**Problem description**
Repeat all the records exactly, omitting pictures.

**Dataset content**
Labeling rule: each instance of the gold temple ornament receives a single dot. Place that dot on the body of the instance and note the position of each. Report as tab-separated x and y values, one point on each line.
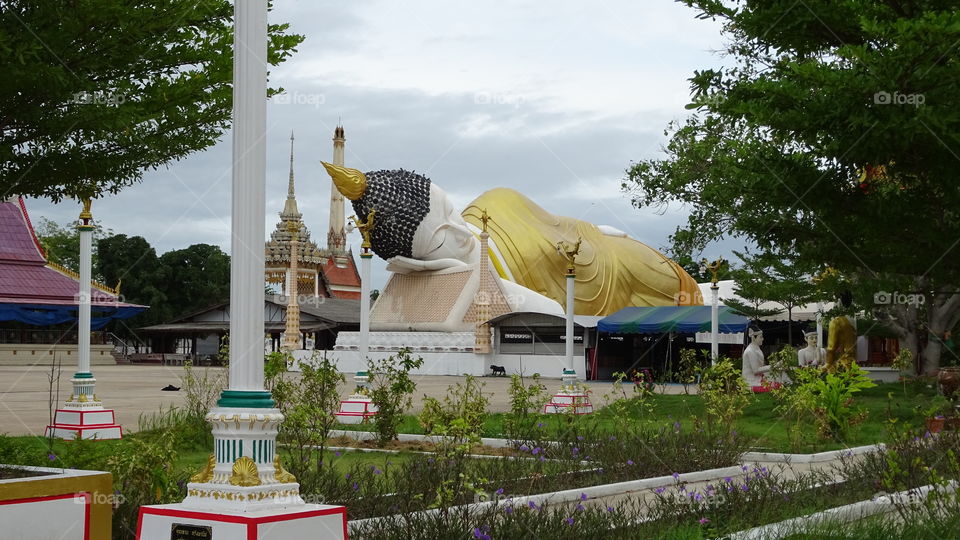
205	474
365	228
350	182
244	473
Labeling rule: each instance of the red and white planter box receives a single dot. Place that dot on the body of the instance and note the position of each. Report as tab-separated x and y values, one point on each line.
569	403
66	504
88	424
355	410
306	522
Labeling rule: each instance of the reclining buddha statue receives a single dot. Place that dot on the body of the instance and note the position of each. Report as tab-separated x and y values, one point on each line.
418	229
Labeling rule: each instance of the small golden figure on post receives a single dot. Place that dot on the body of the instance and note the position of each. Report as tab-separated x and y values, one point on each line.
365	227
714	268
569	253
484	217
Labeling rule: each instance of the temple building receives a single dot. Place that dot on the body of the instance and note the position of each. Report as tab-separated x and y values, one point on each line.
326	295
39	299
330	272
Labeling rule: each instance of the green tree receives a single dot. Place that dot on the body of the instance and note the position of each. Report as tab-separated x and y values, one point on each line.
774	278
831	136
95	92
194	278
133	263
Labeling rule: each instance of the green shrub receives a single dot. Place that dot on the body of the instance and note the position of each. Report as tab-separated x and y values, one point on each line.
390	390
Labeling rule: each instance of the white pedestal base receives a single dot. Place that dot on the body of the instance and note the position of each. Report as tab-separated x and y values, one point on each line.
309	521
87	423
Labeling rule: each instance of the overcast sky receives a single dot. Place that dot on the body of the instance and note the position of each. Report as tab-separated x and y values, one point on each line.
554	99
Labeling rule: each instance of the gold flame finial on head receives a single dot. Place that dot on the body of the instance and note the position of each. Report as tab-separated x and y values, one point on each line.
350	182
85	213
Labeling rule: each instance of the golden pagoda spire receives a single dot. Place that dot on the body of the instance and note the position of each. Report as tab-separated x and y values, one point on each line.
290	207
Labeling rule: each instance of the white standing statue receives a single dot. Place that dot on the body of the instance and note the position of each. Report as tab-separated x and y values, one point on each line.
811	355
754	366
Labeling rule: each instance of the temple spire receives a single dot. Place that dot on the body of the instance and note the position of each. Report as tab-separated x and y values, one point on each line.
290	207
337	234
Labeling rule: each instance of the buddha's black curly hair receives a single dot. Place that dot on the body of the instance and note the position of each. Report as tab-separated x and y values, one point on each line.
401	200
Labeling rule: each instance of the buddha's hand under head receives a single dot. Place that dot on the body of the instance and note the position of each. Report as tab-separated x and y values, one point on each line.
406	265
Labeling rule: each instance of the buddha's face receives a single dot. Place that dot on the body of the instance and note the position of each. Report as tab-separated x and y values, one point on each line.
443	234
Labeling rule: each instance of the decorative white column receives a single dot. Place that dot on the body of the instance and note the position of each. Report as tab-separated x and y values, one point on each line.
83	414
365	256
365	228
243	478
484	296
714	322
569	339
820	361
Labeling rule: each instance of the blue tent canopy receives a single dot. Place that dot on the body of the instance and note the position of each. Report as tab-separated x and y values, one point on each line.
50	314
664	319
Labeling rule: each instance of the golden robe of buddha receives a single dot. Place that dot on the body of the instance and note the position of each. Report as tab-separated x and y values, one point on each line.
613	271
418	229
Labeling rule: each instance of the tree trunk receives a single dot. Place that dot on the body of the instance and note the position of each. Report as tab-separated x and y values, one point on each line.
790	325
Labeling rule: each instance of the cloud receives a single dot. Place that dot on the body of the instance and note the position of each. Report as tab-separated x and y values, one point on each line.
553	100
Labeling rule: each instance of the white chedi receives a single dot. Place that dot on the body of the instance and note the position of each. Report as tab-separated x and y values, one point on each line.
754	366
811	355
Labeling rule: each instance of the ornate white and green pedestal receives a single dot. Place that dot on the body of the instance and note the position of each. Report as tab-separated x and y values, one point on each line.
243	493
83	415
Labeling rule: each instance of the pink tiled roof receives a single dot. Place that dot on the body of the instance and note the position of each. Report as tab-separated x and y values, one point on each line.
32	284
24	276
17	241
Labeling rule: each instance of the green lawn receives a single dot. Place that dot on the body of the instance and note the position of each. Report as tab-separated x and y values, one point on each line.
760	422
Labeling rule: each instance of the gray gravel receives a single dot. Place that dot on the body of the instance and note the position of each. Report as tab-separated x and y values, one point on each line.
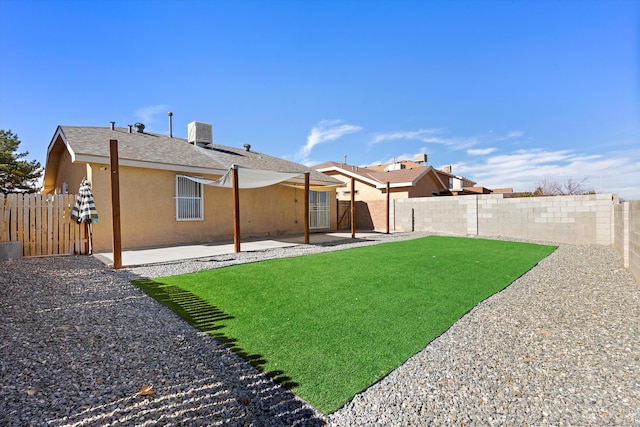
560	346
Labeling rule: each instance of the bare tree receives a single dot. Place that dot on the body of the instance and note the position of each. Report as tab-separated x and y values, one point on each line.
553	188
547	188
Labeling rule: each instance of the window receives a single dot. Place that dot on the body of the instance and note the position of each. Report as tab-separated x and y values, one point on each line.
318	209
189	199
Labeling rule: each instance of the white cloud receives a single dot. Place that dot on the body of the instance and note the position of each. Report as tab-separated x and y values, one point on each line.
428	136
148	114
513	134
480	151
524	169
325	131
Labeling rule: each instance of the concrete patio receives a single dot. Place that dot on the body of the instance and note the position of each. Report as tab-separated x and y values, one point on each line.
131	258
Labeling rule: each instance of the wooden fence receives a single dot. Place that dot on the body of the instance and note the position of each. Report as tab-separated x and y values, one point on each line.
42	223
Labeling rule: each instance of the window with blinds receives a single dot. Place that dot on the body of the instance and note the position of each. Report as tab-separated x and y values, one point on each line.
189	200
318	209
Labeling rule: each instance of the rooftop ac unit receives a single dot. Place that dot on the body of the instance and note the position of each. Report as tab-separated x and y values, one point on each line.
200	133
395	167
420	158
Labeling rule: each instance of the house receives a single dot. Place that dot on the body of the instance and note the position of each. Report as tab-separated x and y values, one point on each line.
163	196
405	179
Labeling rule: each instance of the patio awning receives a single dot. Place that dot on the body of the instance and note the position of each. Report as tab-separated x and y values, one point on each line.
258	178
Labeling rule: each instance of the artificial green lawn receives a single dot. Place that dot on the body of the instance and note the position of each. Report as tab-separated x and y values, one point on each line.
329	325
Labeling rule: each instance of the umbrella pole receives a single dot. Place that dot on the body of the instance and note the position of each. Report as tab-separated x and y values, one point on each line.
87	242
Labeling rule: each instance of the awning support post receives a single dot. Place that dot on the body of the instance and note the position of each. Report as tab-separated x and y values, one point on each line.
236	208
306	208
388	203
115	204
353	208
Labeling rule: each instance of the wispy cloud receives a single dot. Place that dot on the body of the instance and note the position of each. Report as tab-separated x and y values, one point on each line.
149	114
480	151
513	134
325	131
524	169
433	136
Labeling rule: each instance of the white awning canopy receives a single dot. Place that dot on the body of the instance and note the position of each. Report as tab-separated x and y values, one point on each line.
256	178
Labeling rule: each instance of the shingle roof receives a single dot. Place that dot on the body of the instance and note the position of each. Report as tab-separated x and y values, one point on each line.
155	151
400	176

**Exercise output**
Labeling rule: each instance of the gold temple ornament receives a single dot. Place that dot on the body of the instance and note the position of each. Report as tab-separated x and y values, one point on each line.
205	474
365	228
350	182
244	473
Labeling rule: each instance of the red and white planter box receives a single dot. Place that dot on the body of the instance and note the position of each. Report as tab-separated x and y values, one point on each line.
569	403
66	504
88	424
355	410
306	522
Labeling rule: each instance of the reclining buddha statue receives a single dot. Place that dot on the body of the instance and note the position of each. Report as tab-separated x and y values, one point on each line.
418	229
Labeling rule: each instance of the small golden figure on post receives a single dot. Place that dot on the body of the instance and note the position of each. Report as tab-separated x and y values, one point on each line.
365	227
714	268
569	253
484	217
Labeling rule: each instance of the temple building receives a single dot. Place that dot on the body of the instance and note the position of each. Report as tab-separated x and y values, one point on each line.
326	295
39	299
330	272
Labeling rule: each instance of the green tree receives a single dot. Place that dot on the body of the instance and note the position of each. Report as tab-separated x and y values, one point on each line.
774	278
831	136
95	92
194	278
133	263
Labeling rule: each instance of the green shrub receives a single dot. Place that dot on the body of the instance and note the position of each. Report as tab-separated x and y values, one point on each line.
390	390
Labeling rule: each instance of the white pedestal base receives a single dot. Place that dot on the body of the instance and note the position of each. Report as tab-separated x and y values, one point on each line.
309	521
87	423
Labeling rule: each instance of the overcast sky receives a single dot. Place that dot on the body of the instance and note the position of each. Report as tab-separated x and y values, one point on each line.
554	99
Labeling rule: each instance of the gold flame finial on head receives a single dot. Place that dot on the body of the instance and note the position of each. Report as tab-separated x and y values, one point on each line.
350	182
85	213
Labeling rule: each instance of the golden pagoda spire receives a single dot. Place that dot on the body of the instance and note the position of each. Report as tab-separated x and y values, one point on each line.
290	207
Labeling rule: each instance of the white standing statue receives a single dot. Place that dot on the body of the instance and note the position of each. Report as tab-separated x and y values, one point on each line.
811	355
754	366
Labeling rule: each instance of the temple spire receives a single dot. Place that dot on the body of the instance and note the position of each. Report as tab-separated x and y values, one point on each line.
290	207
337	234
Labeling rule: each instance of the buddha's black curly hair receives a single dot. Place that dot on the body of the instance and note the position of each. Report as tab-separated x and y values, one point on each line.
401	200
Labeling rule: each instance of the buddha's hand under head receives a single dot. Place that dot on the body of the instance and note the position of each. Report as tab-separated x and y values, one point on each line.
406	265
Labeling rule: each instance of the buddha's face receives a single dot. Place that dot on the body of the instance and note the position of each. Report as tab-separated x and y values, one point on each line.
443	234
Labeling rule: each instance of the decorative white column receives a single dot. Place that dot on the body of the instance and note the position of each. Report as tab-separated x and y values, one point on each line.
83	414
365	256
365	228
243	478
484	296
714	322
569	339
820	361
Labeling rule: each instance of the blue tent canopy receives a single dot. Place that dot on the body of the instance and note the position of each. Report as tab-separated x and y values, one point on each line.
50	314
664	319
Labeling rule: each instance of the golden robe of buddha receives a single dot. Place that dot on the body of the instance and note the position of each. Report as tab-separated x and y values, one point on each line.
613	271
418	229
Labeling rule: each instance of the tree trunk receives a single dot. Place that dot on the body of the instance and note the position of each. Report as tab-separated x and y values, one point on each line.
790	325
Labeling rule: each instance of the cloud receives a single dot. Place that dot on the body of the instance and note the position of each. Report as tab-separated x and y values, one point on each line.
553	100
Labeling rule: each instance of the white chedi receives a single dot. Place that dot on the body of the instance and note the position of each. Report as tab-separated x and y values, one point on each line.
754	366
811	355
Labeling rule: each instance of the ornate white and green pedestal receives a single dot. Place that dot on the body of the instance and note the position of each. Report as tab-separated x and y values, one point on each line.
243	493
83	415
Labeling rule: each instance of the pink tiled roof receives a single dot. Place that dot on the body of the instance and note the position of each. Report as tab-separated x and y values, one point on each line.
32	284
24	276
17	241
Labeling rule: each instance of the green lawn receives a single dot. Place that dot on the body of the instance and note the position of each. Report as tab-separated x and y values, one point on each line.
760	422
Labeling rule: each instance of the gray gravel receives a single dot. Place that dot on the body of the instance and note the position of each. Report as tab-separated x and y values, one point on each line.
560	346
Labeling rule: each instance of the bare tree receives a single dot. Place that dot on the body of the instance and note the position of each. Report as tab-separated x and y values, one point on each line.
553	188
547	188
Labeling rule: each instance of the window receives a single dot. Place that dot on the body of the instance and note the position of each. Report as tab-separated x and y values, one point on each line.
318	209
189	199
Labeling rule: each instance of the white cloud receives a single dot. Place that dot on the body of the instance and note the position of each. Report as tab-separated x and y values, one point on each line.
428	136
148	114
513	134
480	151
524	169
325	131
Labeling rule: each instance of the concrete patio receives a single dot. Place that dot on the body of the instance and note the position of each. Report as tab-separated x and y values, one point on each line.
131	258
Labeling rule: each instance of the wooden fence receives a single dot. Place that dot on the body of the instance and note the position of each. Report as tab-separated x and y values, one point on each line.
42	223
Labeling rule: each instance of the window with blinds receives a single dot. Place that dot on the body of the instance and note the position of each. Report as tab-separated x and y values, one point on each line.
189	200
318	209
Labeling rule: each instance of the rooftop ac unit receives a single dot. Place that dot on the body of the instance and note the position of each. Report as tab-separated x and y values, one point on each line.
200	133
395	167
420	158
Labeling rule: each instance of the house receives a single dot. Place that dot on the body of the instance and note the position of each. Report as tab-separated x and y values, one point on each line.
163	196
405	179
Labeling rule: each instance of the patio awning receives a single dot. Place that dot on the body of the instance and note the position of each. Report as tab-separated x and y values, one point on each line.
258	178
Labeling rule: each instance of the artificial green lawn receives a single dot. Place that dot on the body of the instance and note the position of each. Report as tab-separated x and y values, one point on each line.
329	325
Labeling rule: each instance of the umbrella pole receives a single dot. Place that dot on the body of the instance and note the position of each. Report as tab-separated x and y values, one point on each line.
87	242
Labeling rule: each instance of the awning support post receives a single dot. Place that dot on the body of the instance and note the position of each. Report as tab-separated x and y values, one point on each line.
236	208
306	208
388	203
115	204
353	208
Labeling rule: each instance of the wispy cloud receives a single dot. Place that dot on the body of the instance and note the position of each. Report as tab-separated x and y values, one point on each line.
149	114
480	151
513	134
325	131
524	169
433	136
Labeling rule: each instance of the white awning canopy receives a single dot. Place that dot on the body of the instance and note the position of each. Report as tab-separated x and y values, one point on each line.
256	178
Labeling rule: each instance of the shingle roof receives a single dot. Place that dot on the body of the instance and note the position of each. Report as tab-separated x and y values, one point on each line.
155	151
400	176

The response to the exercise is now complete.